**Texto para analizar**

════════════════

Domingo 3 del tiempo ordinario (A)


Cuando Pedro y su hermano Andrés, abandonando cuanto tenían, le siguieron, incurrían en un riesgo enorme. En sus mismos días, habían venido otros profetas, presentándose como el Mesías, y muchos les habían seguido, simplemente para caer posteriormente en la cuenta de que habían sido inducidos a error y que se habían equivocado. ¡En cierta manera, puede decirse que los discípulos tuvieron suerte! Aquél a quien siguieron era en verdad el Mesías.

Y tal fue la alegría de haber realizado una buena elección que más tarde, recordando el momento de su primera llamada, lo embellecieron. Cada uno de ellos lo narra a su manera, describiendo un contexto diferente. Todos tienden a dar la impresión de que la respuesta fue inmediata y definitiva. En realidad sabemos por el resto del Evangelio, que hesitaron considerablemente y que no abandonaron sus ocupaciones más que tras la Resurrección. Pero al unir en la lejanía los diversos sucesos en un único episodio, subrayan el punto esencial, que es el poder que tiene el llamamiento de Dios, una vez que ha sido reconocido y aceptado, de movilizar todas las energías humanas.

════════════════

Datos de expresiones referenciales basadas en fotografías
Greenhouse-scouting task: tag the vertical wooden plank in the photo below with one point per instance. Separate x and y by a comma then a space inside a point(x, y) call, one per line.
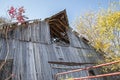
point(45, 32)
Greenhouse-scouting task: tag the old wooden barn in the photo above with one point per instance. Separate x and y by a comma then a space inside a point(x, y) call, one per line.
point(38, 49)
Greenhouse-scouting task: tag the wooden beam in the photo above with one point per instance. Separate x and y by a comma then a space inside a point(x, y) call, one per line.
point(55, 24)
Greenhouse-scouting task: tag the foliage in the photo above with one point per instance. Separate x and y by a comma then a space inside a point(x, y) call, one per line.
point(17, 14)
point(102, 29)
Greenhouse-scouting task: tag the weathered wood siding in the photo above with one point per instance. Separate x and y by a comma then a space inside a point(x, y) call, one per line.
point(30, 49)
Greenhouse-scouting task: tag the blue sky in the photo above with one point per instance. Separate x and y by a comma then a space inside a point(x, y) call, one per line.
point(40, 9)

════════════════

**Instrucciones de la tarea**
Escribe la continuación del texto sobre la llamada de Pedro y Andrés a partir de su última frase. Las líneas son un material aparte, independiente del texto.

**Respuesta escrita**
Ese modo de llamada de sus discípulos por parte de Jesús es característico del nuevo estilo adoptado por el joven rabino que era Jesús. No reúne a sus discípulos en torno a si como lo hacían determinados rabinos contemporáneos y directores de escuelas. No será un profesor pavoneándose en su cátedra, con una turba ferviente de discípulos a sus pies. Será más bien un rabino itinerante, que viajará constantemente hacia los pobres y los extraviados. A sus discípulos no les pedirá oídos benévolos o una mirada entusiasta, sino más bien la voluntad de ponerse en camino y de ir ante los demás, el coraje de encontrarse con el otro o la otra allí donde se halle, en las fronteras más alejados. La Evangelización no será un asunto de círculos cerrados reunidos en un conjunto común de creencias en torno a una mismo maestro. Consistirá en salir de uno mismo para ir al encuentro del otro.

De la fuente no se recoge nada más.